══ Entries shown

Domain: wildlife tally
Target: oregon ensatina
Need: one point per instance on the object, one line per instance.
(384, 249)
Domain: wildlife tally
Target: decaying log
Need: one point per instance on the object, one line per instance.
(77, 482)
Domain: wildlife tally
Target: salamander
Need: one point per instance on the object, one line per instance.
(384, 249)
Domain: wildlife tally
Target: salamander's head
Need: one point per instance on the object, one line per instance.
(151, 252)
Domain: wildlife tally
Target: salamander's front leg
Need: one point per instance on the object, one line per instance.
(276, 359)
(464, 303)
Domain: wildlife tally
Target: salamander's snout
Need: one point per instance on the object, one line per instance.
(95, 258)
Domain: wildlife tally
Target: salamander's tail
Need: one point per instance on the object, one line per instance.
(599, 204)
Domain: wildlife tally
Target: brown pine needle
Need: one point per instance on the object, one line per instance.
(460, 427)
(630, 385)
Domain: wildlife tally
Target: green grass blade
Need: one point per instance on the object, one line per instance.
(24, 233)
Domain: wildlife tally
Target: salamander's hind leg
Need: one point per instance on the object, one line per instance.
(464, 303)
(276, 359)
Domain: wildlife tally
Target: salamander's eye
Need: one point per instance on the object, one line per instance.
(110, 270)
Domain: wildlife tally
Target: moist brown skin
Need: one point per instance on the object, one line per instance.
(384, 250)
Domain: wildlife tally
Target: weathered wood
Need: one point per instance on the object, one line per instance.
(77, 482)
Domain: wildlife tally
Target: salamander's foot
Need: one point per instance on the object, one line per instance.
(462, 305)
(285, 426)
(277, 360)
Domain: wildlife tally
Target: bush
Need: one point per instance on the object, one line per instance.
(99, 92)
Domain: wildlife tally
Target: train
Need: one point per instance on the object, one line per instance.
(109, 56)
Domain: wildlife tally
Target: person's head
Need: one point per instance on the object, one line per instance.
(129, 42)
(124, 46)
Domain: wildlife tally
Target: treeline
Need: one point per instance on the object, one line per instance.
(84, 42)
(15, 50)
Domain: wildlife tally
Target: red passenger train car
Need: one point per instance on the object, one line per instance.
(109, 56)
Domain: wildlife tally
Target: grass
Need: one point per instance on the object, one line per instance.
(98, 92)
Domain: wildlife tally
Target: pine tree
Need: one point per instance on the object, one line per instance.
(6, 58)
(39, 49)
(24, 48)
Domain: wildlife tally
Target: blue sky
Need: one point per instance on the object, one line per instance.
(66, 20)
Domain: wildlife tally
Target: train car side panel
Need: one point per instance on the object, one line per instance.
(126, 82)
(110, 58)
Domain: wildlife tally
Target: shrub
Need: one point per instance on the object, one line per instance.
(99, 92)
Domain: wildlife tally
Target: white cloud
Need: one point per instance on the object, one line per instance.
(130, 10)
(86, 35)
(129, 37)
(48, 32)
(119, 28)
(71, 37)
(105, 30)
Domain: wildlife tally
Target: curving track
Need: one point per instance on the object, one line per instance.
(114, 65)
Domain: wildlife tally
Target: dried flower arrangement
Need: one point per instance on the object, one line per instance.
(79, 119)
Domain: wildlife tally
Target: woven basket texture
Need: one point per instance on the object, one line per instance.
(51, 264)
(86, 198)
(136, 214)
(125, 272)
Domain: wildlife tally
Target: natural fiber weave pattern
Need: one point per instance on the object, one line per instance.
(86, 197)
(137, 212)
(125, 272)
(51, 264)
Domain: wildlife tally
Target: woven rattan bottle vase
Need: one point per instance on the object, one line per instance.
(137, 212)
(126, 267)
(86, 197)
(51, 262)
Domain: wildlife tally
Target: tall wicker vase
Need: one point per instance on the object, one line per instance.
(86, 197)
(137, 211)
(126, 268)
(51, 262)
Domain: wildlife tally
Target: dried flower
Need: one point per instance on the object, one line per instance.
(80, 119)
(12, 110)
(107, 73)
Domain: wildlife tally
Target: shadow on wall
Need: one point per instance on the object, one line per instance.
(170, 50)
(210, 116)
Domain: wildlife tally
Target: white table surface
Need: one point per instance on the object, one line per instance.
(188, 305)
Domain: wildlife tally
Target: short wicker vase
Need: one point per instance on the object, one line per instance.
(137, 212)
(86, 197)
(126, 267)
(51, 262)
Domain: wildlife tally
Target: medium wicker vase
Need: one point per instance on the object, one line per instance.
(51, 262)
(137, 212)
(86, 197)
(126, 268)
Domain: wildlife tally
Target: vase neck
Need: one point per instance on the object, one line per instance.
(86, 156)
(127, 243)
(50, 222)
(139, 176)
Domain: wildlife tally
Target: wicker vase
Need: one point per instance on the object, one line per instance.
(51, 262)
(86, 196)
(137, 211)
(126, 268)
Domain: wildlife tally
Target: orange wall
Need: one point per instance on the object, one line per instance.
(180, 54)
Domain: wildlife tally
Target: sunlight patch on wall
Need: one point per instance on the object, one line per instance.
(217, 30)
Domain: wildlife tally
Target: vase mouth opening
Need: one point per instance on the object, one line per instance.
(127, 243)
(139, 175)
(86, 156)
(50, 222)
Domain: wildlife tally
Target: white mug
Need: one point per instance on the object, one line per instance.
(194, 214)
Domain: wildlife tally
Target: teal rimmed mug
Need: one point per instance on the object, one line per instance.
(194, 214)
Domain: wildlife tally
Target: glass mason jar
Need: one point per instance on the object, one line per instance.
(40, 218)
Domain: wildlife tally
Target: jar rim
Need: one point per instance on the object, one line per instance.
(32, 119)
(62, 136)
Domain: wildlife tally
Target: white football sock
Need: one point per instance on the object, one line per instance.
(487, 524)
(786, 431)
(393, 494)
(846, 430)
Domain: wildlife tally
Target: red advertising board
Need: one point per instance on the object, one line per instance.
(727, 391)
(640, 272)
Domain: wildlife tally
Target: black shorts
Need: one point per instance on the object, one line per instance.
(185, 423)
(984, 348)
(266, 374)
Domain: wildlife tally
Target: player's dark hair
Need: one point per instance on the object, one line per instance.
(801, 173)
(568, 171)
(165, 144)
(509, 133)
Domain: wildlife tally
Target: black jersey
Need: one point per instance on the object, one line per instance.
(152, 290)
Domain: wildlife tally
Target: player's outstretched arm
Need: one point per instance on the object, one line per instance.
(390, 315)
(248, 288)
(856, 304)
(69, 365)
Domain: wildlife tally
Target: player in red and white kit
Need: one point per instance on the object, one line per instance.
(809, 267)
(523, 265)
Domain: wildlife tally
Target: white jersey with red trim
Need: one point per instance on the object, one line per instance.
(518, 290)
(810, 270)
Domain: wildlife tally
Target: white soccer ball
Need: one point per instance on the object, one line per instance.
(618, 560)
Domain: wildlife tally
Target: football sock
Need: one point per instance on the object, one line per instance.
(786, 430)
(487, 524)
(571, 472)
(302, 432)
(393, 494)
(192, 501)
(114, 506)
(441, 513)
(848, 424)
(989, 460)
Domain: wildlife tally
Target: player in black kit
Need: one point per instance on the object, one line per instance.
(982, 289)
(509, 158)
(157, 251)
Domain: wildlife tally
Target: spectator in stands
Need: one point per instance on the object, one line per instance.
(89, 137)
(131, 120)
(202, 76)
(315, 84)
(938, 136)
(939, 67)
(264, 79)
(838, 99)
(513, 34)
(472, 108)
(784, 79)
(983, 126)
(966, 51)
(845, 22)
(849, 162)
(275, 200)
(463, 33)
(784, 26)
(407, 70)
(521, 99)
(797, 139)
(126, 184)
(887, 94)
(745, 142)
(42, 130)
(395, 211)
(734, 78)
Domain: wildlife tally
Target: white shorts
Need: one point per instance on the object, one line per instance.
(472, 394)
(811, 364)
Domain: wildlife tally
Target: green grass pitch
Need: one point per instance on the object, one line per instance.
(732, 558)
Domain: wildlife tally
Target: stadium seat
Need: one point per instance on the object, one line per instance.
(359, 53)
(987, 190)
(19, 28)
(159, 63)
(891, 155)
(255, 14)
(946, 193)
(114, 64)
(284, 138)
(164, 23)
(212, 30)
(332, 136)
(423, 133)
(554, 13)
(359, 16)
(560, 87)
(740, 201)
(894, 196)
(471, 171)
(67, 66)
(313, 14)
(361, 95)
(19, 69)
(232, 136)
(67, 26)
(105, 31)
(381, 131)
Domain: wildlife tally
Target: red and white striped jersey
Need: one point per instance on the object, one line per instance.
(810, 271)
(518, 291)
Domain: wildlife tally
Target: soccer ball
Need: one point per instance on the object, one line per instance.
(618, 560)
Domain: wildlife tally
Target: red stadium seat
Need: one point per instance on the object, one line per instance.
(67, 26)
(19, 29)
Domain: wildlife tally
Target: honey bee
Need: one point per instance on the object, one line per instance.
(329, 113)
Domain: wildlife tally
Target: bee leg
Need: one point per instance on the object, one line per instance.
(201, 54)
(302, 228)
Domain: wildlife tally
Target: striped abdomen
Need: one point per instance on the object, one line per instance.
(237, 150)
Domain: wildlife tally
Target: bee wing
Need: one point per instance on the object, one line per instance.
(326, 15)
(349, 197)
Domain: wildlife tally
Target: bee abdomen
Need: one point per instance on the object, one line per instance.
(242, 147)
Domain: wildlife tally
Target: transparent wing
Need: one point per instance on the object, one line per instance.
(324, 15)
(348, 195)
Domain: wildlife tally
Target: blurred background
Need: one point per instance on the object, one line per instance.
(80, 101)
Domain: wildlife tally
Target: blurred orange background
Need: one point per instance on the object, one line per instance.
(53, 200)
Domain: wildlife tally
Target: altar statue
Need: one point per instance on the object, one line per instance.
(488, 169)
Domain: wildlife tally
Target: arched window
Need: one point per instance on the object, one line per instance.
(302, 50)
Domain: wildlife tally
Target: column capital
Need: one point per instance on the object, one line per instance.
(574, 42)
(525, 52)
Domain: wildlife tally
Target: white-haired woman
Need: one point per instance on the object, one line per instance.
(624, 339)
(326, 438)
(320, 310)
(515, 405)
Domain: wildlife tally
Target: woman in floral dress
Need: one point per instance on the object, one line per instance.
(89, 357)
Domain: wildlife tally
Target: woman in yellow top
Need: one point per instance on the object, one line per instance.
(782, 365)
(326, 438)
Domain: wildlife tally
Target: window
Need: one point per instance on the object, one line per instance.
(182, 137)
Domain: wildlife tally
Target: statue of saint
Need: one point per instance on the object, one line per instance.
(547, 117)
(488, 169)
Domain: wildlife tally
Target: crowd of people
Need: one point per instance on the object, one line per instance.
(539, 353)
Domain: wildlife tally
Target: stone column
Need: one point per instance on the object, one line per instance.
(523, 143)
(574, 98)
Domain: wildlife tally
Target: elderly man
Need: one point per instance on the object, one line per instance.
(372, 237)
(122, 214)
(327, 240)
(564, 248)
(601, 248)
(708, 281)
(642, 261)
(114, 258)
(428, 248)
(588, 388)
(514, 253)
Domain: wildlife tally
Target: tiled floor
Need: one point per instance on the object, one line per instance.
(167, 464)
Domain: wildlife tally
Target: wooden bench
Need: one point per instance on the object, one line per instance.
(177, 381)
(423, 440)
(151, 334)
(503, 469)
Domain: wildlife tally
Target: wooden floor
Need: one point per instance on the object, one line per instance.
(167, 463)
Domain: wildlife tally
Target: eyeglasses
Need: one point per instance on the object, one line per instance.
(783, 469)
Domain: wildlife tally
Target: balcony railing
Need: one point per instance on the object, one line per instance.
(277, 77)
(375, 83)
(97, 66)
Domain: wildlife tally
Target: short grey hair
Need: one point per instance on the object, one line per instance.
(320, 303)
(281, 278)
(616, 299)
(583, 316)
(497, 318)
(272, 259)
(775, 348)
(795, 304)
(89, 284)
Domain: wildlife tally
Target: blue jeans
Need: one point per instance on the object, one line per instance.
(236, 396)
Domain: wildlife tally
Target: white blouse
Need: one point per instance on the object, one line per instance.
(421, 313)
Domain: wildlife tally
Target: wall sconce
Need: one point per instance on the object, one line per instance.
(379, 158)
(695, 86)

════

## Exercise requirements
Pick out every line in the rows above that contains the word "column", and copy each one. Case counts.

## Answer to this problem
Target: column capital
Target: stone column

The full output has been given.